● Tasks and exercises
1. Name every person the Bigtop packaging message says should be brought into the discussion.
2. From the Bigtop packaging message, write out the passage that begins at the words "I'm ambivalent on" and stops after the words "in their tarballs.".

I tend to agree with that assessment. That said, given the different
choices in packaging that were implement in Hadoop/Pig I think
we should really find out WHY they were implemented that way.
Perhaps there was some kind of customer feedback that we
really have to listen to. So again, it is rather crucial for us to get
Owen/Alan/Eric Y. into this discussion.

I'm ambivalent on whether packaging infrastructure should be kept
upstream or reside in Bigtop proper. After all, quite a few OS projects
still have top-level debian/ subdirectory in their tarballs.

That said, I'd really, really hate to see us diverge on packaging
without any good reason behind it. In my mind, the beauty of
Bigtop is exactly its goal of being a place where packaging
and integration happens for the benefit of all sorts of different
customers ranging from individuals all the way to Linux packagers.

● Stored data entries
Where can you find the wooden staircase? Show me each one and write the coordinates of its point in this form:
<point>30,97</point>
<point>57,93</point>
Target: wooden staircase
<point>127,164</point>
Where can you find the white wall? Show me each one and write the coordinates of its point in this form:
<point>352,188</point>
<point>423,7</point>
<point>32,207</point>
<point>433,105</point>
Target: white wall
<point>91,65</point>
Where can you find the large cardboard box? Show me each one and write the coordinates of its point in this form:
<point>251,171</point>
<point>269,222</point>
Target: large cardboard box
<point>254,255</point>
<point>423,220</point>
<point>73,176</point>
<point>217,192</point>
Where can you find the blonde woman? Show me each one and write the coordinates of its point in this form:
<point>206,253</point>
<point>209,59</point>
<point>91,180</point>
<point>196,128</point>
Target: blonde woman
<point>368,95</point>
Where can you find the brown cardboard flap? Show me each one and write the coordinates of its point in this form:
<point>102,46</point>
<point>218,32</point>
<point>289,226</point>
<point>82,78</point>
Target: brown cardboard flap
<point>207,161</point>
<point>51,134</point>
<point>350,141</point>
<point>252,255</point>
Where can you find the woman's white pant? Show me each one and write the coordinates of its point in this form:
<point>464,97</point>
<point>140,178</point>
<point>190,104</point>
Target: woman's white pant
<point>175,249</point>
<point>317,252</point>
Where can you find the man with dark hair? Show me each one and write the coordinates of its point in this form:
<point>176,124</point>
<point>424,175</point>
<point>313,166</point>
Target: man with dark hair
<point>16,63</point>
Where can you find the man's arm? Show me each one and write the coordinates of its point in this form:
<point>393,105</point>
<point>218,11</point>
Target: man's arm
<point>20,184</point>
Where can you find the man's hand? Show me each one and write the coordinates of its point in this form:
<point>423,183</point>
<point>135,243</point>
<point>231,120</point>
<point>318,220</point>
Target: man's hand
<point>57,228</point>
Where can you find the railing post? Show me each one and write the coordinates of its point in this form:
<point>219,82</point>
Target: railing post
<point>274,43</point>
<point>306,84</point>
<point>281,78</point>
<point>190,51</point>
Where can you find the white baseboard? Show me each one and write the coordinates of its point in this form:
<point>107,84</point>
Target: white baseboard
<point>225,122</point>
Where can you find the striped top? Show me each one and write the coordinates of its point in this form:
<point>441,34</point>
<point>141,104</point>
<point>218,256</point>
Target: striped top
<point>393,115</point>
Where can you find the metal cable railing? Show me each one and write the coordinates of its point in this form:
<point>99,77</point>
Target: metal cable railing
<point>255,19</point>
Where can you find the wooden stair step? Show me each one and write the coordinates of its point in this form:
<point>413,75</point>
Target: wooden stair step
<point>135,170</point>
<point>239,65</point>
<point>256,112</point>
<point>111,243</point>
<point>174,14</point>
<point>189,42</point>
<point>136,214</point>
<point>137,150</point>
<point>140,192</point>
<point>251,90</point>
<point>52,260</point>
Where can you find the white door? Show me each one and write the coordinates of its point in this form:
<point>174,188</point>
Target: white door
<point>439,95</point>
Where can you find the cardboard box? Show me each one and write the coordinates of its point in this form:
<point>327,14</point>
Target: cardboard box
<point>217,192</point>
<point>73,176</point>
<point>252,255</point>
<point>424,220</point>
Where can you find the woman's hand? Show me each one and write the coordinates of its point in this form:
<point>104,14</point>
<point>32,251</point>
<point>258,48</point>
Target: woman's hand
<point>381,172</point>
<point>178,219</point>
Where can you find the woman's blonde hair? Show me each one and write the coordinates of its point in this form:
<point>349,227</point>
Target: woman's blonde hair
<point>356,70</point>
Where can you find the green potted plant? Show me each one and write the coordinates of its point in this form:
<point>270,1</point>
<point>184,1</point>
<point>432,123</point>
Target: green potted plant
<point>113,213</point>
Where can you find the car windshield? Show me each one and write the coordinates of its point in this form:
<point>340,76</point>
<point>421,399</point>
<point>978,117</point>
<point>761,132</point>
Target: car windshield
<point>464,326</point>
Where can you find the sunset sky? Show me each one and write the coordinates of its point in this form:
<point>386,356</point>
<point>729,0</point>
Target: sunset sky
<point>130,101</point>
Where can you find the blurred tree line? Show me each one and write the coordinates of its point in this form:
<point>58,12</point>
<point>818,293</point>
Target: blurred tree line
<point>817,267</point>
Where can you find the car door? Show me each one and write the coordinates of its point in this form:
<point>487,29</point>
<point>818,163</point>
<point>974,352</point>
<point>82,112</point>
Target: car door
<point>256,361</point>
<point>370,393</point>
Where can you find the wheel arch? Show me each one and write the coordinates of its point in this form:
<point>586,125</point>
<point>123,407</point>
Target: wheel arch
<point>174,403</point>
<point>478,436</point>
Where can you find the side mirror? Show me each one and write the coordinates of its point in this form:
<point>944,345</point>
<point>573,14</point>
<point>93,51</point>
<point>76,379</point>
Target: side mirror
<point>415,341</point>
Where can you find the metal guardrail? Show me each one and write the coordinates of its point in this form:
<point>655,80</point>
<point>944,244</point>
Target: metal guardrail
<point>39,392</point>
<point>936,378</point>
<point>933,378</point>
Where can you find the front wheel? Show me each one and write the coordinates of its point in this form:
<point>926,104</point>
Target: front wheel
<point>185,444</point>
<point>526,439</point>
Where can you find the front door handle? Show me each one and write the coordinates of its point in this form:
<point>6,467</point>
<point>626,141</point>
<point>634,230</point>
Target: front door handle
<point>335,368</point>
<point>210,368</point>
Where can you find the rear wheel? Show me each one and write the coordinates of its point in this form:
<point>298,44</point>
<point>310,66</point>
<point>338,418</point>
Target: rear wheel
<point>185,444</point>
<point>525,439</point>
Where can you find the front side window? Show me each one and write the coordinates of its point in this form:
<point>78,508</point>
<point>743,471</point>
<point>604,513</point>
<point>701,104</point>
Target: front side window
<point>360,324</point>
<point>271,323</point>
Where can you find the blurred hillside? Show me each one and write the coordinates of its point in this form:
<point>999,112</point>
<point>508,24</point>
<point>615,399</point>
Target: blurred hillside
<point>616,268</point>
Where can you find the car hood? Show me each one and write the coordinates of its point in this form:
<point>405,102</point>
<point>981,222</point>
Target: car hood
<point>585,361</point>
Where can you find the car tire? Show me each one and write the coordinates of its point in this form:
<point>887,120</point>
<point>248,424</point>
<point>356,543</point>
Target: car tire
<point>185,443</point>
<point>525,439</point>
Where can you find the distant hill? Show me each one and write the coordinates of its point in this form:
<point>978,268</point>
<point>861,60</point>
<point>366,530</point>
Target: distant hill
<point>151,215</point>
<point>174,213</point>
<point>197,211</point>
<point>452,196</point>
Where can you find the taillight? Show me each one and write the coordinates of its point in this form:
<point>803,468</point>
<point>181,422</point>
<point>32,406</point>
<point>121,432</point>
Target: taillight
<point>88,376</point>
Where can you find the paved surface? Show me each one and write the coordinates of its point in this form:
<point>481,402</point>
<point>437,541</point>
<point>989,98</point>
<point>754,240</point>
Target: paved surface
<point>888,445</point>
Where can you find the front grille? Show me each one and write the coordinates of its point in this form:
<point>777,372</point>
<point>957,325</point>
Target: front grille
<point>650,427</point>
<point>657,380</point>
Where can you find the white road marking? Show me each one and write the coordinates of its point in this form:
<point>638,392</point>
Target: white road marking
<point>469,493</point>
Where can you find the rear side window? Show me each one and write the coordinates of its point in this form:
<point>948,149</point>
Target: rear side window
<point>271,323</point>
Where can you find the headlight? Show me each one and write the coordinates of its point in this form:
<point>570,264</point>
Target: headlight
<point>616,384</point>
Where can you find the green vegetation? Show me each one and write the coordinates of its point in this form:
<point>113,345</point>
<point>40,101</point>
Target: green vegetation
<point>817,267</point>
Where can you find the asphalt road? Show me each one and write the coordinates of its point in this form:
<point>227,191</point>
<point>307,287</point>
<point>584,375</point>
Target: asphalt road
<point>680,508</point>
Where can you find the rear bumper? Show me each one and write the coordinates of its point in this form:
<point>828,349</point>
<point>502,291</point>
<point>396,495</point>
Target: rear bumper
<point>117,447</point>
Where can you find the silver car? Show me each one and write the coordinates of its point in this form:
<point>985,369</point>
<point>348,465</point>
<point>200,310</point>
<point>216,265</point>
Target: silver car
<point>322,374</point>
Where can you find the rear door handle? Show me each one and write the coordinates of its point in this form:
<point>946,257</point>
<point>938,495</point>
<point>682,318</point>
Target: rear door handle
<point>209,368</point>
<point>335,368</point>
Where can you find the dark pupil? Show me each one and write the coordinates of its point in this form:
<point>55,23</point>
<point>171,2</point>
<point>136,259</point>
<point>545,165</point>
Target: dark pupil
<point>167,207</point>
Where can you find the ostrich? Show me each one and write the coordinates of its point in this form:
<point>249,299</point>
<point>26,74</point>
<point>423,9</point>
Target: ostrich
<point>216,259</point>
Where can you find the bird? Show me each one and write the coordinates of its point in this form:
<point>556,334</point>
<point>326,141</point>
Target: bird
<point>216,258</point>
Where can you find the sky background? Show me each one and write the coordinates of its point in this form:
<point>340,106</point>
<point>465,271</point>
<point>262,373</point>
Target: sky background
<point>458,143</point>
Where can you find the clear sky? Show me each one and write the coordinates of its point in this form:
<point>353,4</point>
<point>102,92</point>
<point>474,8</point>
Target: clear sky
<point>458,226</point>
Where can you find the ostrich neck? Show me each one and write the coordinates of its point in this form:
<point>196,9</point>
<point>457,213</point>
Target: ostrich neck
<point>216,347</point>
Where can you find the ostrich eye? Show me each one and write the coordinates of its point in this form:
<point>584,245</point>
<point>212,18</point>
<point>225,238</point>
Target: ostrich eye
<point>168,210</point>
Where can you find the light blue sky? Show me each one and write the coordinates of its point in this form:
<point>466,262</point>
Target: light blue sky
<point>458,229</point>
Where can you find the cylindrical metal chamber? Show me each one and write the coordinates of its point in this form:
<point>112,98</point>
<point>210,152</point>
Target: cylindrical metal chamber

...

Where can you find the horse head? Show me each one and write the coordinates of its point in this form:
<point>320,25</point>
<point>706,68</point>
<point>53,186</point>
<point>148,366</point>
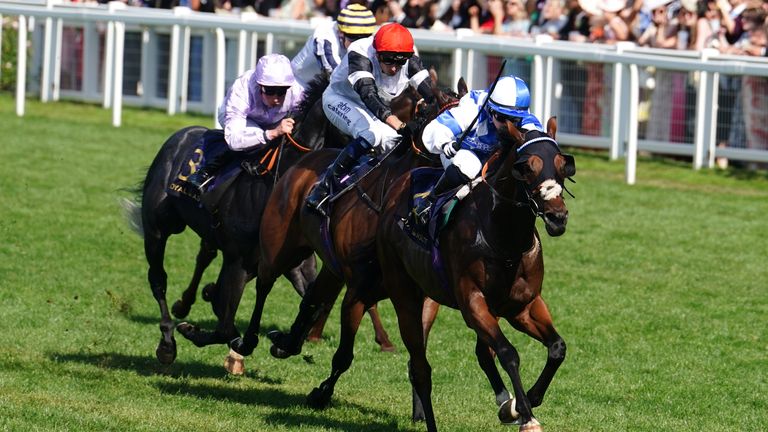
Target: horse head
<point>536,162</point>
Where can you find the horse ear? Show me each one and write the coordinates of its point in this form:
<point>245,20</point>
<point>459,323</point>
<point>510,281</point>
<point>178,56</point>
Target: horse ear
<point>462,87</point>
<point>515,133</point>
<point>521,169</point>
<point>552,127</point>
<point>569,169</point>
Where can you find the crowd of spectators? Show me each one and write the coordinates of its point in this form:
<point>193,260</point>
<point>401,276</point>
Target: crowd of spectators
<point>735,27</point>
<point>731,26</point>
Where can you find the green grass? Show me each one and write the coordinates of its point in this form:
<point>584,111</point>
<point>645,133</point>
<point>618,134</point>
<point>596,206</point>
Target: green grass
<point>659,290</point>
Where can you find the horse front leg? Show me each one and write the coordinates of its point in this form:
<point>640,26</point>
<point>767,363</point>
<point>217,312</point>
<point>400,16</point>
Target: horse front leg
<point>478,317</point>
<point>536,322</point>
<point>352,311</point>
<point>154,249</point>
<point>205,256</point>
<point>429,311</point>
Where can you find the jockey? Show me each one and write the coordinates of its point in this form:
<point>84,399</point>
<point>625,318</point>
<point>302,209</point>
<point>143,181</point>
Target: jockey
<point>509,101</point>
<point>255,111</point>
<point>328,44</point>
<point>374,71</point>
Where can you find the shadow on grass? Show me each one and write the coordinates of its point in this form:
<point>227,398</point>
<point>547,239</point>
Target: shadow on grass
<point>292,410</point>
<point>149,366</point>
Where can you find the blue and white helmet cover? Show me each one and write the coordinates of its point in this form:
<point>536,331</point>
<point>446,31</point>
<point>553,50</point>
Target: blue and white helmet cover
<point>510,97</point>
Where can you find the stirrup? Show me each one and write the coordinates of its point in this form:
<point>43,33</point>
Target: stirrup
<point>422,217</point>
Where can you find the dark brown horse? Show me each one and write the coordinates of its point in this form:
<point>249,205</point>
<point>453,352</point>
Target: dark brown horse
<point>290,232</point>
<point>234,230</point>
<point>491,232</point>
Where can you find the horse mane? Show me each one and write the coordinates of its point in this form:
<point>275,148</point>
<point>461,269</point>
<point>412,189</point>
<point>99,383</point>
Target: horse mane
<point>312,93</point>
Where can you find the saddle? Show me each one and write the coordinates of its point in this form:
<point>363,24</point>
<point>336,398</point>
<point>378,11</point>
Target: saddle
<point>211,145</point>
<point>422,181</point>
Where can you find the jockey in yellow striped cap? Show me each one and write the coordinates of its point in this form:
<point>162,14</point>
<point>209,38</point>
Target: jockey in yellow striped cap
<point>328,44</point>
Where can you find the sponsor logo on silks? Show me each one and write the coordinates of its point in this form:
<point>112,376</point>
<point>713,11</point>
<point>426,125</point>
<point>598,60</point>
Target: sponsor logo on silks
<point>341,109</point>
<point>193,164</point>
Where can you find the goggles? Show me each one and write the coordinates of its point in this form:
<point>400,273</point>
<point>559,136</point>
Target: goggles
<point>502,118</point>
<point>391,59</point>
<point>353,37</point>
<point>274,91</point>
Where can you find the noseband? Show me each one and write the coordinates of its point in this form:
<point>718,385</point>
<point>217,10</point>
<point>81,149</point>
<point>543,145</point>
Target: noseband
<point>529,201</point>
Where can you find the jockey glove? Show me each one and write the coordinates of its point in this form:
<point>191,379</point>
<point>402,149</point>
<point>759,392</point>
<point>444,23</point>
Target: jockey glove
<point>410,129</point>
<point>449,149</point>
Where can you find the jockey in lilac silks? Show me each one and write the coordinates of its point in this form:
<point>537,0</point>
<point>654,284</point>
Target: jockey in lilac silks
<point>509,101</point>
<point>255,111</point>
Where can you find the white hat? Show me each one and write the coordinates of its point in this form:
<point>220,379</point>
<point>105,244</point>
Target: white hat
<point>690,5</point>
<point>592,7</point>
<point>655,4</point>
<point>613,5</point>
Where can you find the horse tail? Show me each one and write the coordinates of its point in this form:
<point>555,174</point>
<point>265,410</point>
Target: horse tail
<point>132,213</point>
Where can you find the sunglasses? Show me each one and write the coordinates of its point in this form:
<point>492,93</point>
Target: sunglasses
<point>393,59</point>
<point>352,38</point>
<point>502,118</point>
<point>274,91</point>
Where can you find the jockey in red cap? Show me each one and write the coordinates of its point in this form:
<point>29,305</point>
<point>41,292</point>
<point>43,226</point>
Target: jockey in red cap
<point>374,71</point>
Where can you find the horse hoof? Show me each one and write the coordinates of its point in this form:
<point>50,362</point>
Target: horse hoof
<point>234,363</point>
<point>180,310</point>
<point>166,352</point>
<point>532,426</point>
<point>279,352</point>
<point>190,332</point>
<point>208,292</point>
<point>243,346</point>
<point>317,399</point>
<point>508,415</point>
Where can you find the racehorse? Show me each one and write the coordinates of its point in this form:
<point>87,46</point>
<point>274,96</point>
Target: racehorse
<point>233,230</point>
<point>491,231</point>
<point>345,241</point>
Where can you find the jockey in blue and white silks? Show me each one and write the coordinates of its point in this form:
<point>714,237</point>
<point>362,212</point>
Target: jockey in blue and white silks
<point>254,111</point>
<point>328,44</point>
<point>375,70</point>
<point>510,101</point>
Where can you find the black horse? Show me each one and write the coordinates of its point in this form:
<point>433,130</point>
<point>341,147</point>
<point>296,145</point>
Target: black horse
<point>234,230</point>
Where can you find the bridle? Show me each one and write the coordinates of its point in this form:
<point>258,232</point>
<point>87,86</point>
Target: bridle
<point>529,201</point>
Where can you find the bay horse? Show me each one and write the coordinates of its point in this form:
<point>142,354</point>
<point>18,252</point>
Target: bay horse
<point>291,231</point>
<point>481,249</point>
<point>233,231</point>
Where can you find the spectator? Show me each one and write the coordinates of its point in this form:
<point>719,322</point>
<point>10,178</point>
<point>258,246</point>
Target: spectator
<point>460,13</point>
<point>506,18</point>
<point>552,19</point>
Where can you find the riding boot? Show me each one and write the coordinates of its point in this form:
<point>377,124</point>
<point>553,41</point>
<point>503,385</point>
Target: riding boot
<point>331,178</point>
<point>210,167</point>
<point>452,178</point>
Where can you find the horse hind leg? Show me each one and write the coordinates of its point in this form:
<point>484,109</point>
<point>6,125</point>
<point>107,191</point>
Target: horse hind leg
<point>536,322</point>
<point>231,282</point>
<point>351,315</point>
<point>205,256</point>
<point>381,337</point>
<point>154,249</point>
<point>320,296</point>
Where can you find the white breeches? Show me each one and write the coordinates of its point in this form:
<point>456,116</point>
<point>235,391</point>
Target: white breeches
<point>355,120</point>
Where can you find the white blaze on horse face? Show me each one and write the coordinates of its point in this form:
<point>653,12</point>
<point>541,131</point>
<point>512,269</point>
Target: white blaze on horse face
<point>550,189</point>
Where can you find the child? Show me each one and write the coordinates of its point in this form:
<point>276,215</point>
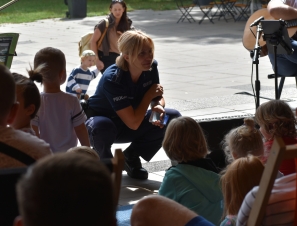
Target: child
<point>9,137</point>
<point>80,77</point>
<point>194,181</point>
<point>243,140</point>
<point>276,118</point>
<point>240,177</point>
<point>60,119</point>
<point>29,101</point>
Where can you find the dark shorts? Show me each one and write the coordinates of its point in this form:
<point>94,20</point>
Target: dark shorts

---

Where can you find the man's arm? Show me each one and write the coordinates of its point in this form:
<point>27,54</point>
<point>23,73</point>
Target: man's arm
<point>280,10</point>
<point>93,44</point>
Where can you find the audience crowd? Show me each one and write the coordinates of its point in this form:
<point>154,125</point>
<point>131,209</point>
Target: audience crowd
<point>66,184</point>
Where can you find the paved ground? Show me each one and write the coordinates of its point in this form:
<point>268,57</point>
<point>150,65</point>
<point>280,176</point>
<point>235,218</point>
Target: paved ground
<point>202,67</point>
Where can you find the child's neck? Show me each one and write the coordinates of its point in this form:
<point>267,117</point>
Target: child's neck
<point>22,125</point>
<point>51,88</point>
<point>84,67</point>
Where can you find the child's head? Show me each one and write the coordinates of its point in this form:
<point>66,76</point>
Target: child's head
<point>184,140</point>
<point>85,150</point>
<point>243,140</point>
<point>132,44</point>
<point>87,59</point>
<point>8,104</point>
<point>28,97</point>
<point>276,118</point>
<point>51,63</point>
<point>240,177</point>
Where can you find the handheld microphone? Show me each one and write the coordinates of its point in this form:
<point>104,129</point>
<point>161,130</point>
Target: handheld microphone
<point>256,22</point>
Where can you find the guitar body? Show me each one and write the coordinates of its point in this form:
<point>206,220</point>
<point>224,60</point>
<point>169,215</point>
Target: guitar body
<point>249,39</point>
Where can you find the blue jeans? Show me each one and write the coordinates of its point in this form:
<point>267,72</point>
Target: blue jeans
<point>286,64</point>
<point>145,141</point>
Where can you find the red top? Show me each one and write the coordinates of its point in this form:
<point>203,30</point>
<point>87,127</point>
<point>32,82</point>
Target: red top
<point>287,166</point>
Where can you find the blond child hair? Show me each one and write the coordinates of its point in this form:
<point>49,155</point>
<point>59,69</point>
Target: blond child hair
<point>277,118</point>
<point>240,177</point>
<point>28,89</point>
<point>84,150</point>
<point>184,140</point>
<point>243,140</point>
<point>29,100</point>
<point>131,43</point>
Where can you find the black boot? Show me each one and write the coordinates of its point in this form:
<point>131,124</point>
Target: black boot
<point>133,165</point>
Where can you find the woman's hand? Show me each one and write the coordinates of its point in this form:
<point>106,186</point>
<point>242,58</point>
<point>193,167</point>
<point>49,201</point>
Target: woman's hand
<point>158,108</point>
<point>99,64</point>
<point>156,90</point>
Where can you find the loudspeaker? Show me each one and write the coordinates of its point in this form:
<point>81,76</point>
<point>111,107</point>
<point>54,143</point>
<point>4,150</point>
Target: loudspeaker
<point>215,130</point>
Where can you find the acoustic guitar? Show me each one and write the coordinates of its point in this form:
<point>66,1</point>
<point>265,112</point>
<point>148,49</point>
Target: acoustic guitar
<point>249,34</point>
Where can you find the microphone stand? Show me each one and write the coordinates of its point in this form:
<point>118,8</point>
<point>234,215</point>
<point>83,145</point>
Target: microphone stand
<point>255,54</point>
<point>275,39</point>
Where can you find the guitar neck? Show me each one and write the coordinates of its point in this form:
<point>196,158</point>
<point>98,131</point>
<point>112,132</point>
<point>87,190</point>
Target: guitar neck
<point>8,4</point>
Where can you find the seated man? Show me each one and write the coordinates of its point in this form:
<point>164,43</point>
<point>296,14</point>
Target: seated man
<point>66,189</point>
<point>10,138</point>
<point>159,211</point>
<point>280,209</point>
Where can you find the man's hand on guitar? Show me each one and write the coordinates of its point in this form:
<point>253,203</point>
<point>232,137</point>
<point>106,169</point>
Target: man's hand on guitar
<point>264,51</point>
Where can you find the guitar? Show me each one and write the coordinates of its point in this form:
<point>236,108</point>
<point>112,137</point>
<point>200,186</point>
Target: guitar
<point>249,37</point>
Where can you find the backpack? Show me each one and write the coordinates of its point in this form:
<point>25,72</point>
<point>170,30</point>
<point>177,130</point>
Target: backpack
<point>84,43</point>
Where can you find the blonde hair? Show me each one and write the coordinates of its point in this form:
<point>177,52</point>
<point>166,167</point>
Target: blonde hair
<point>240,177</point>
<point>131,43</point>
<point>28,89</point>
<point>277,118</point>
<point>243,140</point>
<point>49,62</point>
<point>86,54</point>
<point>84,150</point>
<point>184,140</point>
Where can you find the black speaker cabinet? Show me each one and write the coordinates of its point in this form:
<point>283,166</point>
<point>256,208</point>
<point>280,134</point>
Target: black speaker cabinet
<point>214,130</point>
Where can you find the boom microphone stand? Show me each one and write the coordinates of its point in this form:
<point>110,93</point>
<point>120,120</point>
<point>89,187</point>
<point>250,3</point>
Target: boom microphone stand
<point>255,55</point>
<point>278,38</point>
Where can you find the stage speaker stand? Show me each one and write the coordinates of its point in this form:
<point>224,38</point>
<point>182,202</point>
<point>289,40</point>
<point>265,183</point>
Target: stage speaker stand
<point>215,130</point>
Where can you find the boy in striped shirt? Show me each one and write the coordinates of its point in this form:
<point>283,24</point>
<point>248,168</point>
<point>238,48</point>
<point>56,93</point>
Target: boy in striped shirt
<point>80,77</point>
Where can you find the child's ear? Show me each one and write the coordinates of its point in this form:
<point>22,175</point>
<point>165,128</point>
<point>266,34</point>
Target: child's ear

● Answers below
1. Owen, Alan, Eric Y.

2.
I'm ambivalent on whether packaging infrastructure should be kept
upstream or reside in Bigtop proper. After all, quite a few OS projects
still have top-level debian/ subdirectory in their tarballs.